- _WRITTEN PROBLEM 1_
Translate this sentence from the forum thread below into Spanish: "You cannot edit in the PR because we removed that very option."

- _PAGE TEXT_
▬▬▬▬▬▬
You cannot edit in the PR because we removed that very option. If it was available, we would not be able to fully understand where you might have problems, or what led you to provide a certain answer, and so on. Think of it just like an exam - you can't change your paper once you've handed it in, now can you? :grin:


----------



## Done_Fishin (Oct 10, 2006)

But this isn't an exam .. and after skimming through what has been written , I post only to see that I missed something or my brain coddled, I didn't finish my train of thought, what looked good when I was doing it rough didn't look so good at final print .. .. so I look for edit which ain't there.


----------



## Kalim (Nov 24, 2006)

If that's the sig. idea, then I'm quite fond of it. I think it's well assessed.


----------



## Done_Fishin (Oct 10, 2006)

Kalim said:


> If that's the sig. idea, then I'm quite fond of it. I think it's well assessed.


I just backtracked over previous postings but I regret that your posting Alex, just doesn't make sense in this thread.. it would make sense in another one that I am involved .. but it seems out of place here .. can you explain what you meant pls .. 
thanks 

confused of Athens


----------



## Kalim (Nov 24, 2006)

Done_Fishin said:


> I just backtracked over previous postings but I regret that your posting Alex, just doesn't make sense in this thread.. it would make sense in another one that I am involved .. but it seems out of place here .. can you explain what you meant pls ..
> thanks


Read end of post #26. :wink:


----------



## Done_Fishin (Oct 10, 2006)

:grin:
Thanks .. now your post makes sense ..:1angel:


----------



## JohnthePilot (Mar 30, 2006)
▬▬▬▬▬▬
- _SOURCE MATERIAL_

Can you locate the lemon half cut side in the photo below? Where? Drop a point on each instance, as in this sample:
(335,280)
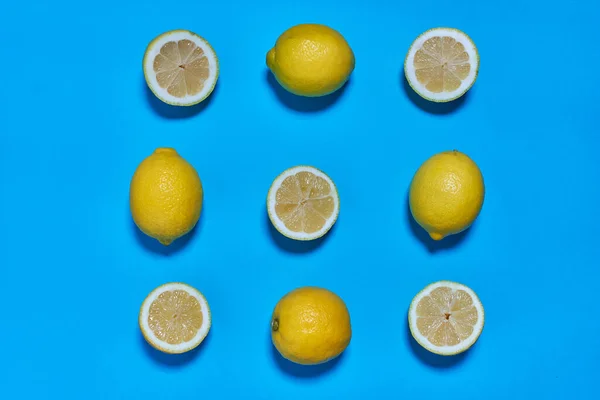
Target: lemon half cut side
(180,68)
(442,64)
(303,203)
(446,318)
(175,318)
▬▬▬▬▬▬
- _WRITTEN PROBLEM 2_
Rewrite the listing above, replacing "lemon half cut side" with "orange half cut side" everywhere it occurs and leaving everything else unchanged. Omit the picture from your answer.

- _TASK OUTPUT 1_
No puedes editar en el PR porque eliminamos precisamente esa opción.

- _TASK OUTPUT 2_
Can you locate the orange half cut side in the photo below? Where? Drop a point on each instance, as in this sample:
(335,280)
Target: orange half cut side
(180,68)
(442,64)
(303,203)
(446,318)
(175,318)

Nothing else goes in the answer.